───── Information shown ─────

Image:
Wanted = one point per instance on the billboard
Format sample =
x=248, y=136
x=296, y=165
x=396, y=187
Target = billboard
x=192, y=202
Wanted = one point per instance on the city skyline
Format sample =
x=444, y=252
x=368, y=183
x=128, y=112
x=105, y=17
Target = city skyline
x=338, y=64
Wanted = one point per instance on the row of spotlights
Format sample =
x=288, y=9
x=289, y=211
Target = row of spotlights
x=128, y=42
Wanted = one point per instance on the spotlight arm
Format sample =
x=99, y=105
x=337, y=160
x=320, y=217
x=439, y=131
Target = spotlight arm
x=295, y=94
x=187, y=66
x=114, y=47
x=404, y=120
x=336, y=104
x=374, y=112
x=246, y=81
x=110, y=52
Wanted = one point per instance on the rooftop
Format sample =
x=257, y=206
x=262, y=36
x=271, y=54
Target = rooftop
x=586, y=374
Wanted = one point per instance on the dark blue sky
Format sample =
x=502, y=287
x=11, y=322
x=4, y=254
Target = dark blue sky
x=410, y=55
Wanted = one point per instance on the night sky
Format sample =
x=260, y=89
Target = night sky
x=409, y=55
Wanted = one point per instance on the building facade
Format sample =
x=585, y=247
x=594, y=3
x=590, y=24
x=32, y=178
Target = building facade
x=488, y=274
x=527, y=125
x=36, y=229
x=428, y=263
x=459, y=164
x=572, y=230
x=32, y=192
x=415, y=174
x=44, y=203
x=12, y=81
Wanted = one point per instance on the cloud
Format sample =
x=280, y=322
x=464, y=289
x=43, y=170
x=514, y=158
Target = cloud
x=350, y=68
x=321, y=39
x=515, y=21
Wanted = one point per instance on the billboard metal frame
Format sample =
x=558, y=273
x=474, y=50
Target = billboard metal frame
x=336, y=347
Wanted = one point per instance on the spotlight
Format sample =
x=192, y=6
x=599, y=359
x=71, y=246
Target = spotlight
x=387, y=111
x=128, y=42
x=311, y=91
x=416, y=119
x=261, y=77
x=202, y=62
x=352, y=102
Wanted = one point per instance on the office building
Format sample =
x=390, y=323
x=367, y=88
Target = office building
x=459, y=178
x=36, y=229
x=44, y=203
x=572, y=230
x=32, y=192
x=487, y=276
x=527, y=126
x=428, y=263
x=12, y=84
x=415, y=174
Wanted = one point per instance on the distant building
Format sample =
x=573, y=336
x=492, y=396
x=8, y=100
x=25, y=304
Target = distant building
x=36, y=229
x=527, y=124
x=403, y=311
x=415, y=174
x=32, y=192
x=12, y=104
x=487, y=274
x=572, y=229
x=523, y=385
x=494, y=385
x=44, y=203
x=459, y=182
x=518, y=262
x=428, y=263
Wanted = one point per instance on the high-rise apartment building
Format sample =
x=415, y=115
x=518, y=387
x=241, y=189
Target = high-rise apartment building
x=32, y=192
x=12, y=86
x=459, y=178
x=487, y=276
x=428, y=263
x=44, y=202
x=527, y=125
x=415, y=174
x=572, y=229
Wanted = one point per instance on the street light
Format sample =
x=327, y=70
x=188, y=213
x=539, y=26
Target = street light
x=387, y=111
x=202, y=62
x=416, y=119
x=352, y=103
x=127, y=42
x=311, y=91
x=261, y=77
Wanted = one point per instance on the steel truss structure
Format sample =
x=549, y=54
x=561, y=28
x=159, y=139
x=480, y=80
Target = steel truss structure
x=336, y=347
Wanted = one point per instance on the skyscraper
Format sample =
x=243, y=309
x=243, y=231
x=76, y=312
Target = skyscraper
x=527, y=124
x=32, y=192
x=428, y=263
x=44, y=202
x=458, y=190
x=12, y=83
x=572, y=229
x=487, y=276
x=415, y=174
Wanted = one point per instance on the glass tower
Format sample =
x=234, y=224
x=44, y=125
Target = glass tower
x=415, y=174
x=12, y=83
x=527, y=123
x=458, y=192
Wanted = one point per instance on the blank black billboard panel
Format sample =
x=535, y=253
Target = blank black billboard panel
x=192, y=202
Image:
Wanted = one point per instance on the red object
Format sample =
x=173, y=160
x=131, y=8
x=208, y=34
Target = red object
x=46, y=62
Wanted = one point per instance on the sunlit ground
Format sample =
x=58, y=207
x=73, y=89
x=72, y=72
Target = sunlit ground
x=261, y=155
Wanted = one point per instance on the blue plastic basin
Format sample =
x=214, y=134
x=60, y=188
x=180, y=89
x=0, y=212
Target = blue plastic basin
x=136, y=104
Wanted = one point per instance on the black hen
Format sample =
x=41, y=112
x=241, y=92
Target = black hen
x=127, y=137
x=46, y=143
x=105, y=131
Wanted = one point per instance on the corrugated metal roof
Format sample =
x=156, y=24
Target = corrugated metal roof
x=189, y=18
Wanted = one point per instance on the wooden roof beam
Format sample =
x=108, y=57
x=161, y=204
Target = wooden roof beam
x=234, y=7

─────

Shift each answer point by adding 60 to both its x and y values, and write out every line of the records from the start through the line containing "x=515, y=21". All other numbers stay as they are.

Image:
Wanted = one point per instance on the billboard
Format sample =
x=248, y=136
x=296, y=165
x=396, y=187
Target = billboard
x=252, y=262
Wanted = one point per instance on the city skyline
Format sample =
x=444, y=252
x=368, y=183
x=128, y=112
x=105, y=17
Target = city skyline
x=398, y=124
Wanted = one point per instance on the row of spotlights
Format sample =
x=288, y=9
x=289, y=211
Target = row of spotlights
x=188, y=102
Wanted = one point per instance on the spotlight arm
Format sample =
x=99, y=105
x=337, y=160
x=320, y=217
x=439, y=131
Target = spotlight arm
x=355, y=154
x=247, y=126
x=174, y=107
x=464, y=180
x=396, y=164
x=434, y=172
x=306, y=141
x=170, y=112
Wanted = one point per instance on the rooftop
Format sample =
x=257, y=206
x=262, y=36
x=271, y=54
Target = rooftop
x=646, y=434
Wanted = one point per instance on the dark blue sky
Format sample =
x=502, y=287
x=11, y=322
x=4, y=254
Target = dark blue sky
x=470, y=115
Wanted = one point per instance on the night sky
Format sample =
x=260, y=89
Target = night sky
x=469, y=115
Wanted = one point per instance on the building facade
Format sample =
x=585, y=247
x=594, y=3
x=590, y=24
x=32, y=178
Target = building facade
x=548, y=334
x=587, y=185
x=96, y=289
x=488, y=323
x=519, y=224
x=632, y=290
x=92, y=252
x=475, y=234
x=104, y=263
x=72, y=141
Wanted = one point per instance on the cloud
Format sample =
x=280, y=322
x=464, y=289
x=43, y=170
x=514, y=158
Target = cloud
x=410, y=128
x=381, y=99
x=575, y=81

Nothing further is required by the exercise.